(Box annotations for photos)

───

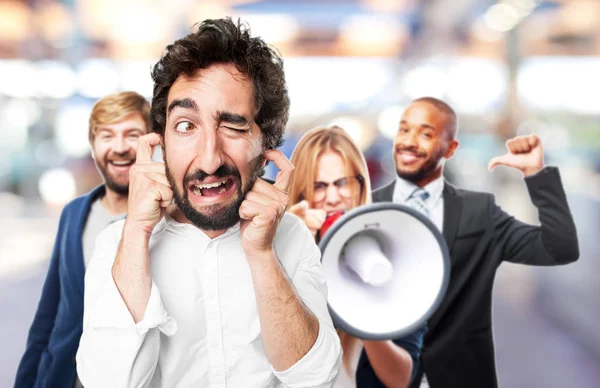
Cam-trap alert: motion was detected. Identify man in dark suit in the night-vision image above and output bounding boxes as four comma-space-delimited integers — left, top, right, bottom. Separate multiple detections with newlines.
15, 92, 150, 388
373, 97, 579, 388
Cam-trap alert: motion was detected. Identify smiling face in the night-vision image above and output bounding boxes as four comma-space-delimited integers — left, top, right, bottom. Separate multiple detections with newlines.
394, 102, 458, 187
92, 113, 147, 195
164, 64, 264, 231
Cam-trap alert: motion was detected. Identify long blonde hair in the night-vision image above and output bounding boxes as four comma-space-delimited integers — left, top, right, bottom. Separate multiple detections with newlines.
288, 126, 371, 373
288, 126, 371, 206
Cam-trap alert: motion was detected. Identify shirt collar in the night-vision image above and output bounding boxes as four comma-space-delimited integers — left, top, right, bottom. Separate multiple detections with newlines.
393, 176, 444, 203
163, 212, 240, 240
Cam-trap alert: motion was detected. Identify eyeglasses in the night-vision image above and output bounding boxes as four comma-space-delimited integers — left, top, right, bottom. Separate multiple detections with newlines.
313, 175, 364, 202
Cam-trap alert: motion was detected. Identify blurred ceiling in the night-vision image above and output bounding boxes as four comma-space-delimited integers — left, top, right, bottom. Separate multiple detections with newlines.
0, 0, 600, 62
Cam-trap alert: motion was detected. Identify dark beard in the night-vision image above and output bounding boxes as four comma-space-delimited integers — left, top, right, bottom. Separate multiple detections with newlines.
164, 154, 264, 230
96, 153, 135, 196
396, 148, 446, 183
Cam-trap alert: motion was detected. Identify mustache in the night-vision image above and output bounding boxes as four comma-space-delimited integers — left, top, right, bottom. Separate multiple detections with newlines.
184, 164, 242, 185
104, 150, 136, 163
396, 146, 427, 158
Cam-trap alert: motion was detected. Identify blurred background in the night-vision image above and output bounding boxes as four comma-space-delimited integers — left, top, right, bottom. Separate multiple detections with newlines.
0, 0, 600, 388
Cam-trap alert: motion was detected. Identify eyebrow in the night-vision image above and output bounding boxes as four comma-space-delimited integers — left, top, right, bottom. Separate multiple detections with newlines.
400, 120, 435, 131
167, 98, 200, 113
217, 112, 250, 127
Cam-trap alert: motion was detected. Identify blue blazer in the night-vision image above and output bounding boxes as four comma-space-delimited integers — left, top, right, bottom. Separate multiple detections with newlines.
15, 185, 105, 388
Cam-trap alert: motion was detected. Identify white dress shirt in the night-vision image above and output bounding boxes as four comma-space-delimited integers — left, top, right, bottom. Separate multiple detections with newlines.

───

▶ TASK STATEMENT:
Transcribe every one of the entries above word for word, omitting the pictures.

▶ REPLY:
Cam-trap alert: motion was detected. Identify man in dark suit in the night-vision image above and output bounding boxes as four comma-space-delimited integers — left, top, right, bottom. Separate multiple detections with newlines.
15, 92, 150, 388
373, 97, 579, 388
Cam-trap alert: motion was detected. Identify smiling face in the night-vision image above and output bounding boxes as four comma-space-delimited integers — left, top, right, bottom. Separate multiple detections with newlines.
394, 102, 458, 187
92, 113, 147, 195
164, 64, 264, 231
Cam-trap alert: motion was detected. Identify long blonde hair in the night-vision image above and output bounding boxes as four comma-space-delimited integers — left, top, right, bottom. Separate multiple detections with newlines.
288, 126, 371, 373
288, 126, 371, 206
Cam-trap alert: motion was detected. Identify shirt collar in the night-vision image above and output bounding boxes as four comma-space-delimited integers — left, top, right, bottom. Separate multiple detections with newlines.
393, 176, 444, 203
163, 212, 240, 240
Cam-trap alert: motion was detected. Identify eyeglasses in the night-vision image above and output bounding boxes as four comma-space-delimited integers — left, top, right, bottom. Separate multiple detections with newlines.
313, 175, 364, 202
Cam-trap alert: motion was detected. Identify blurred ceiling in the night-vision image above and output bounding boxes as four comma-space-delimited integers — left, top, right, bottom. Separate multiple detections with newlines.
0, 0, 600, 62
Cam-trap alert: motion was detected. Identify dark beard in the night-vision image above and output bounding boxes as four comma-space-delimited integers — left, top, right, bottom. Separate multiple detections with newlines.
164, 154, 264, 230
96, 153, 135, 196
396, 148, 446, 183
Cam-trap alert: motion was detected. Identify mustache in the night-vision image above and output bounding boxes as four comma-space-delimited integers — left, top, right, bottom. Separate multiple detections with newlines.
184, 164, 242, 185
104, 150, 136, 163
396, 146, 427, 158
Cam-trap alert: motion was detected. Identify blurred background in the night-vision image above and output bounding boxes as four comma-space-delimited integers — left, top, right, bottom. Separate multiple detections with newlines.
0, 0, 600, 388
Cam-trap alert: motion was detected. Identify eyebrow in the night-vision image above and output bounding boxes as four comma-space-delimited integers — left, top, right, bottom. Separate multiple detections with newlines.
400, 120, 435, 131
167, 98, 200, 113
217, 112, 250, 127
Cam-trap alert: motion was detected. Identify blue blazer in the night-vision image above and output bounding boxes as four comma-space-delimited integers — left, top, right, bottom. Separate multiple detections with newlines.
15, 185, 105, 388
Cam-trap alert: motion was detected. Identify white dress shirt in the night-vision image above and output bounding boxes as four comma-space-delimited integers — left, top, right, bottom. Separate multiple detections with newlines.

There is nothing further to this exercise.